------ Potongan Teks

C. Hubungan Ilmu Akhlak dengan Ilmu Jiwa
Ilmu jiwa mengarahkan pembahasannya pada aspek batin manusia dengan cara menginterpretasikan perilakunya yang tampak. Untuk mengembangkan ilmu akhlak kita dapat memanfaatkan informasi yang diberikan oleh ilmu jiwa. Ilmu jiwa juga dapat memberi masukan dalam rangka merumuskan tentang metode dan pendekatan dalam pembinaan akhlak.
D. Hubungan Ilmu Akhlak dengan Ilmu Pendidikan
Mohd. Athiah al-Abrasyi mengatakan bahwa pendidikan budi pekerti adalah jiwa dari pendidikan islam, dan tujuan pendidikan islam adalah terbentuknya seorang hamba yang patuh dan tunduk melaksanakan segala perintahnya dan menjauhi larangannya serta memiliki sifat-sifat dan akhlak yang mulia. Pendidikan islam merupakan sarana yang mengantarkan anak didik agar menjadi orang yang berkhlak.
E. Hubungan Ilmu Akhlak dengan Ilmu Filsafat
Filsafat membahas tentang Tuhan, alam dan makhluk lainnya. Dari pembahasan ini akan diketahui dan dirumuskan tentang cara-cara berhubungan dengan Tuhan dan memperlakukan makhluk serta alam lainnya. Dengan demikian akan dapat diwujudkan akhlak yang baik terhadap Tuhan, alam dan makhluk Tuhan lainnya. Manusia perlu melengkapi dirinya dengan berbagai ilmu yang sangat akrab dan berdekatan dengan berbagai permasalahan yang ada di sekitar kehidupan manusia.
III. INDUK AKHLAK ISLAMI
Dalam berbagai literatul tentang ilmu akhlak islami dijumpai uraian tentang akhlak yang secara garis besar dapat dibagi dua yaitu, akhlak yang baik (al-akhlak al-karimah), dan akhlak yang buruk (al-akhlak al-mazmumah). Baerbuat adil, jujur, sabar, pemaaf, dermawan dan amanah termasuk akhlak yang baik. Sedangkan berbuat zalim, berdusta, pemarah, pendendam, kikir dan curang termasuk ke dalam akhlak yang buruk.

------------

Tugas Latihan: Ulangi tanpa perubahan bagian teks tentang ilmu akhlak di antara "D. Hubungan Ilmu" dan "orang yang berkhlak.", kedua ujungnya ikut disertakan. Gunakan hanya teks tentang ilmu akhlak di atas sebagai sumber.

------ Data Tercatat

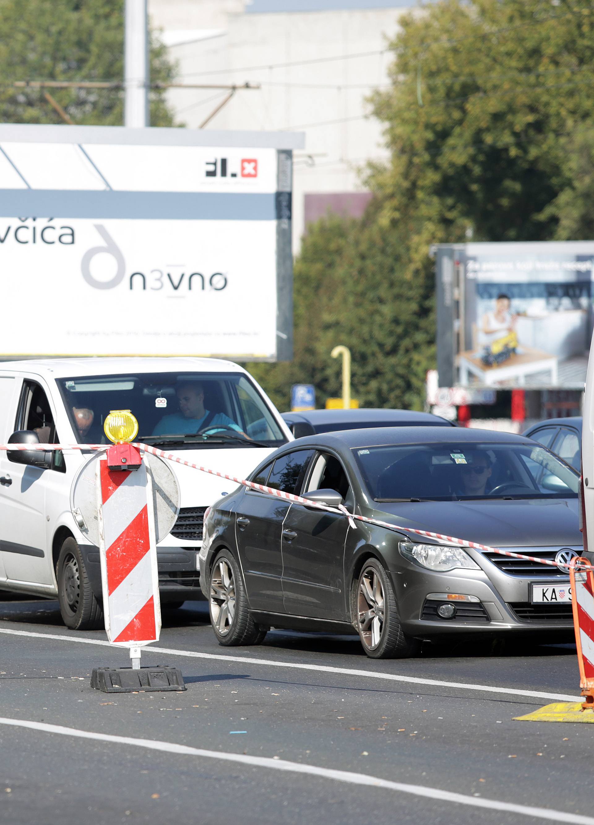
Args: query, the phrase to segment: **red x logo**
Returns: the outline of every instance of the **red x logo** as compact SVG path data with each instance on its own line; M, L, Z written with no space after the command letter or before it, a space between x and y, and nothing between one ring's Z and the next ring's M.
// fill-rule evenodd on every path
M242 160L242 177L257 177L257 161L248 158Z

------------

Hasil Akhir:
D. Hubungan Ilmu Akhlak dengan Ilmu Pendidikan
Mohd. Athiah al-Abrasyi mengatakan bahwa pendidikan budi pekerti adalah jiwa dari pendidikan islam, dan tujuan pendidikan islam adalah terbentuknya seorang hamba yang patuh dan tunduk melaksanakan segala perintahnya dan menjauhi larangannya serta memiliki sifat-sifat dan akhlak yang mulia. Pendidikan islam merupakan sarana yang mengantarkan anak didik agar menjadi orang yang berkhlak.